BYU researchers — including one undergraduate student — are part of a team that has identified gene variations that double a person’s risk of developing Alzheimer’s disease later in life.
Their research, led by Washington University School of Medicine, was published online today in top scientific journal Nature.
History major Cameron Schmutz is the sole undergraduate co-author on the research paper and joins biology professors John Kauwe and Perry Ridge, as well as BYU post-baccalaureate Maegan Leary, as BYU authors.
“I feel very lucky that I was able to participate in something that has such a large influence on the scientific community,” said Schmutz, who plans to attend medical school. “I’m grateful BYU was able to give me the opportunity to have this unique experience.”
The study used a process called whole exome sequencing to identify mutations in a gene never before linked to Alzheimer’s disease. Much of that sequencing took place on BYU’s campus, where Schmutz genotyped, tested and analyzed more than 5,000 DNA samples.
Although the newly identified gene variations occur rarely, making them difficult for researchers to identify, they represent a substantially increased Alzheimer’s risk for those who carry them.
“If you had the risky version of every Alzheimer’s gene that we discovered between 2009 and 2011, it would increase your chances for the disease by 15 percent,” said Kauwe, who has been involved in the discovery of several common genetic variants linked to both early-onset and more common late-onset forms of Alzheimer’s. “But if you have this single change in your DNA, it doubles your risk.”

┄┄┄┄┄┄

Exercises:
A: From the Alzheimer's research article, extract the passage starting with "BYU researchers —" and going on through "later in life.".
B: Please condense the paragraph in the Alzheimer's research article that begins "The study used a process called whole exome sequencing" into a brief bulleted list that keeps its main facts.
C: Carry the Alzheimer's research article forward from its final sentence.

Dataset excerpts:

┄┄┄┄┄┄

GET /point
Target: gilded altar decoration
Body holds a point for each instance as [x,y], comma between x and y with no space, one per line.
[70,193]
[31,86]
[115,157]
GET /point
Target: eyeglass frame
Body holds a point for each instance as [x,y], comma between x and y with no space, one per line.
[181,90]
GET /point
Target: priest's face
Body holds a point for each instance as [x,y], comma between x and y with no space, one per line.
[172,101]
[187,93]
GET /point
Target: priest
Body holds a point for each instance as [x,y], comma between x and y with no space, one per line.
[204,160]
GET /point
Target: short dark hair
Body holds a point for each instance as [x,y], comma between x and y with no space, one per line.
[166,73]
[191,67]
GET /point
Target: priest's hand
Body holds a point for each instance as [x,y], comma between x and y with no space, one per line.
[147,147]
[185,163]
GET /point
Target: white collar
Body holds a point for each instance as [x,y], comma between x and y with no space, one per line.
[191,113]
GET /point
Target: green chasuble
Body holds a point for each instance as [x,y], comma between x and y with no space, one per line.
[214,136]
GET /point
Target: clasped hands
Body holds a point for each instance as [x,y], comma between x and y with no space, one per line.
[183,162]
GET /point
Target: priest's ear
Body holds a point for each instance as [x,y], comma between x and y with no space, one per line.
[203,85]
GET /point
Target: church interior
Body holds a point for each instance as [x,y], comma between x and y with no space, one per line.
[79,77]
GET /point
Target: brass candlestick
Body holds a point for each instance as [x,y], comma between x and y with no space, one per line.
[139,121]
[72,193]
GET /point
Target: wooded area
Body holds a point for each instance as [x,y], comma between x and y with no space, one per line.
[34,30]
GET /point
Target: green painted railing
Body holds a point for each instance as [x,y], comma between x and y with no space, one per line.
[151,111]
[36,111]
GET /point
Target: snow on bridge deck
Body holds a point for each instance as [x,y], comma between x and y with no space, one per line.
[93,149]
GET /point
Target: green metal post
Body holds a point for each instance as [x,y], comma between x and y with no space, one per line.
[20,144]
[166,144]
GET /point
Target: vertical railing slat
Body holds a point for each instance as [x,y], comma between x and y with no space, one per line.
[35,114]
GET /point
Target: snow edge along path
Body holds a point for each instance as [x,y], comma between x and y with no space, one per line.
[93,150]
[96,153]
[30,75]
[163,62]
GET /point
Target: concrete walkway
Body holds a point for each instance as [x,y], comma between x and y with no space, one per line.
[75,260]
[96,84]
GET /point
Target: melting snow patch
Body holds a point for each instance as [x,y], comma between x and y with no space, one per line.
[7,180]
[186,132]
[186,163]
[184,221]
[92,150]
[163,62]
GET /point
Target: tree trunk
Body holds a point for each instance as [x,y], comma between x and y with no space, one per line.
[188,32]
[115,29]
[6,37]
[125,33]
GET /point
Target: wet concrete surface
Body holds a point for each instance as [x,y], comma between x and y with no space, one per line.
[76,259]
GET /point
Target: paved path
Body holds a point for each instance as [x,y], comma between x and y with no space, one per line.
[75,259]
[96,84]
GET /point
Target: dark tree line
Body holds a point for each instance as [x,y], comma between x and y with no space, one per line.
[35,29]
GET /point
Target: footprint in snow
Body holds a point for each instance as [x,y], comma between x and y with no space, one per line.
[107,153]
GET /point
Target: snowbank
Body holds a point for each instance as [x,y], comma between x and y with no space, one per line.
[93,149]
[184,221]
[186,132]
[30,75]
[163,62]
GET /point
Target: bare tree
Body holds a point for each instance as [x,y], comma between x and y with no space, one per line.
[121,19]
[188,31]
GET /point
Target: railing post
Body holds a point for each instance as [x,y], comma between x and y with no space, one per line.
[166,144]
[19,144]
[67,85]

┄┄┄┄┄┄

Answers provided:
A:
BYU researchers — including one undergraduate student — are part of a team that has identified gene variations that double a person’s risk of developing Alzheimer’s disease later in life.

B:
- The study used whole exome sequencing.
- It identified mutations in a gene never before linked to Alzheimer's disease.
- Much of the sequencing was done on BYU's campus.
- There, Schmutz genotyped, tested and analyzed more than 5,000 DNA samples.

C:
As part of the new research, the investigators used a clever approach for identifying rare mutations: They focused on families with several members who had Alzheimer’s. The team sequenced genes from several individuals in 14 families; some of which had Alzheimer’s and some who did not.
Comparing DNA from affected people in a family to those in the same family without the disorder, the team eventually identified variations in a gene (PLD3) that showed up in affected family members. Researchers then studied another 11,000 people with and without the disease and found PLD3 gene variants doubled the risk for Alzheimer’s disease.
“To put it simply, we take a whole family of people where there is too much disease and find out what the diseased people share that the healthy people don’t,” Kauwe said.
Added Washington University coauthor Alison Goate: “The approach we’ve taken is just as important as the discovery that this gene is involved in Alzheimer’s. By studying gene variants within families, we were able to narrow down the number of variants that might cause disease. If we had been using unrelated individuals, we would not have had the statistical power to find these rare variants.”
Finding mutations linked to Alzheimer’s disease means it may be possible one day to identify people at risk many years before they develop symptoms. It’s hoped that in the future, patients could be monitored for early signs of Alzheimer’s and possibly get treatments to slow the disease’s progress.
Carlos Cruchaga, assistant professor of psychiatry at Washington University School of Medicine, is the lead author on the study.